— START ARTICLE —

Base Beryl Upgrade Explained: B20 Token Standard, Faster Withdrawals, and Reth V2
Base Beryl activates June 25, bringing the B20 native token standard for compliant issuance, faster 5-day withdrawals, and Reth V2 with dramatically improved performance. Everything builders need to know.
Base, Coinbase's Layer 2 network built on the OP Stack, is about to ship its most significant upgrade yet. Beryl activates on Base mainnet on June 25, 2026, and it bundles three changes that touch every layer of the stack: a new native token standard called B20, a shorter withdrawal window from 7 days to 5, and a full execution-client overhaul with Reth V2.
For builders deploying tokens, bridging liquidity, or running infrastructure on Base, Beryl is not a minor patch. It reshapes how tokens are issued, how capital moves between L1 and L2, and how much headroom node operators have to scale. Here is everything you need to know before activation day.
B20: A Native Token Standard Built for Issuers
The headline feature of Beryl is B20, Base's own token standard. Unlike traditional ERC-20 tokens that deploy as standalone smart contracts and require separate audits for each compliance feature, B20 tokens run as Rust precompiles baked directly into Base's node software. The token logic executes at the protocol level rather than through EVM bytecode, which makes transfers cheaper and higher-throughput while maintaining full ERC-20 compatibility.

— END ARTICLE —
— START RECORD EXCERPTS —

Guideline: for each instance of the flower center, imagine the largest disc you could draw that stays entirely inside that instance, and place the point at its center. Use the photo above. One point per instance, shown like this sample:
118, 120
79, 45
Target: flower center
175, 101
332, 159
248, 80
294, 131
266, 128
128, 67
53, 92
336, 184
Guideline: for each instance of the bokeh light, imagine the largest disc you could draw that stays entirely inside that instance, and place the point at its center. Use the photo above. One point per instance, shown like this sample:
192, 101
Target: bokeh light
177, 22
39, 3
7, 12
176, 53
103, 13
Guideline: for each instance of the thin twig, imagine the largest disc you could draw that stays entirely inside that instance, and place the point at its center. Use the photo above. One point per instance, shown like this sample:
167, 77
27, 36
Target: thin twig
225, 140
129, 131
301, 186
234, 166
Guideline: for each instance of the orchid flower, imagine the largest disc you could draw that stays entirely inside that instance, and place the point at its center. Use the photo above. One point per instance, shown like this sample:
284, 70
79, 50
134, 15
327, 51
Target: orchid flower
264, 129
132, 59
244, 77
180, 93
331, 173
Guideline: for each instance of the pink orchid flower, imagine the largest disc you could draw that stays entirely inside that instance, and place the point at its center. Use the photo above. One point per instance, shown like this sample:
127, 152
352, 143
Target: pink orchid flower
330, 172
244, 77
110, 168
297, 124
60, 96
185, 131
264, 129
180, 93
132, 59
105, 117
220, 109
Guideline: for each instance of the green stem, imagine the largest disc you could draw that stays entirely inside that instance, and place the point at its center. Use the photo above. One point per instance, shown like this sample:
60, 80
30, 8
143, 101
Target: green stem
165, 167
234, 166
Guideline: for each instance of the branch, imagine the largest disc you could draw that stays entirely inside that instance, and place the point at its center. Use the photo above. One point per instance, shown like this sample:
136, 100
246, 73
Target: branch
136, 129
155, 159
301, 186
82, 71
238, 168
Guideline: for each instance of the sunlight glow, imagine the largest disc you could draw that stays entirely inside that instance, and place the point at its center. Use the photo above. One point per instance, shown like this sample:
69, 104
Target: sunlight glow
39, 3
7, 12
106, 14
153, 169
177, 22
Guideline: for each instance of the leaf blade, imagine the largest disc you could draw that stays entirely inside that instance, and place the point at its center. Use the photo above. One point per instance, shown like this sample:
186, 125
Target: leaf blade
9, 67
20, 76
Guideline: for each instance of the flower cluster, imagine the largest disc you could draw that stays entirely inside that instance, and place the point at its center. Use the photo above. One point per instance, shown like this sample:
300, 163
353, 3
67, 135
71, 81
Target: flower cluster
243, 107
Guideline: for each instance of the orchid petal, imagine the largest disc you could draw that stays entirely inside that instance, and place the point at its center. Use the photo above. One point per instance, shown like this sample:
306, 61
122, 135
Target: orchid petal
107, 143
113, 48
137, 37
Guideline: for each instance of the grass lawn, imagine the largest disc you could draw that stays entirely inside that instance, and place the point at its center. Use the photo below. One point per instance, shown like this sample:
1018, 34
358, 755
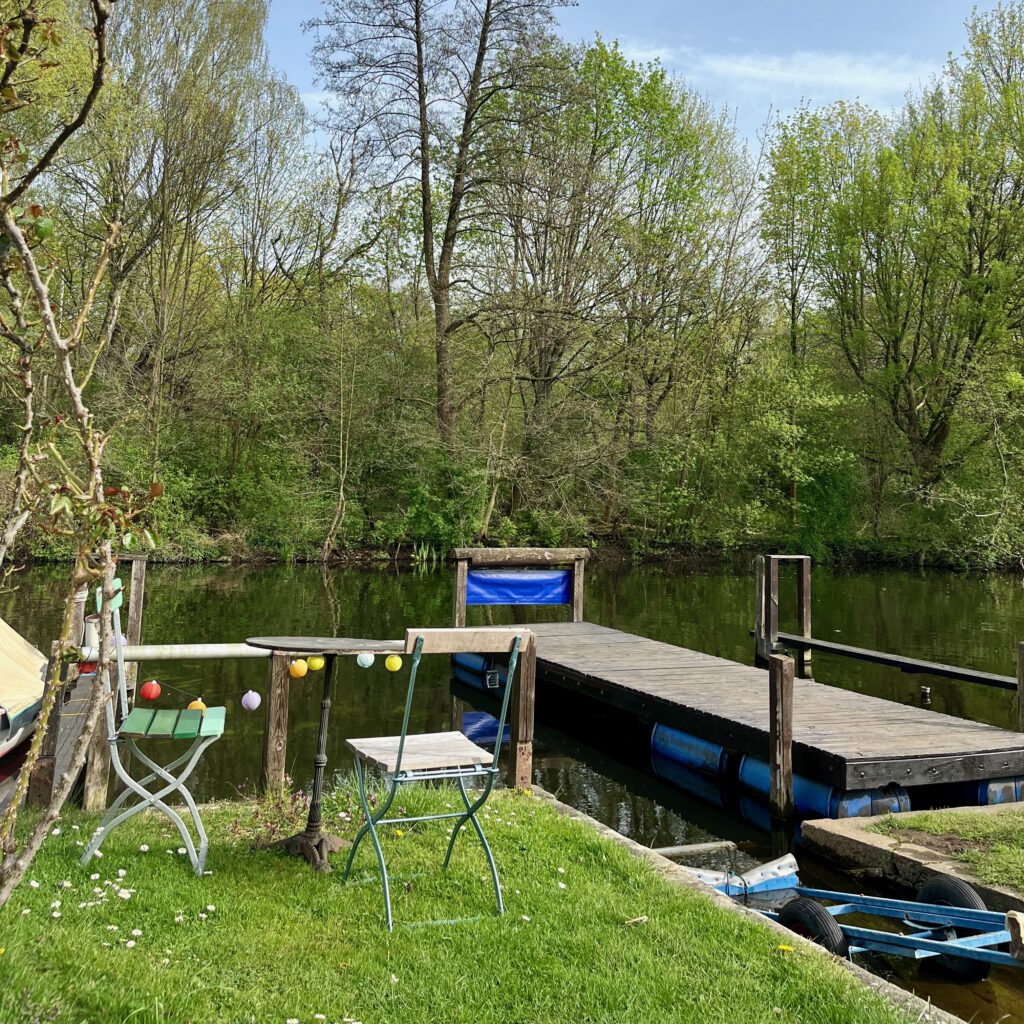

— END RECORD EXCERPTS —

Transcribe the passage of the Base Beryl upgrade article between "Base, Coinbase's Layer" and "before activation day.", inclusive.

Base, Coinbase's Layer 2 network built on the OP Stack, is about to ship its most significant upgrade yet. Beryl activates on Base mainnet on June 25, 2026, and it bundles three changes that touch every layer of the stack: a new native token standard called B20, a shorter withdrawal window from 7 days to 5, and a full execution-client overhaul with Reth V2.
For builders deploying tokens, bridging liquidity, or running infrastructure on Base, Beryl is not a minor patch. It reshapes how tokens are issued, how capital moves between L1 and L2, and how much headroom node operators have to scale. Here is everything you need to know before activation day.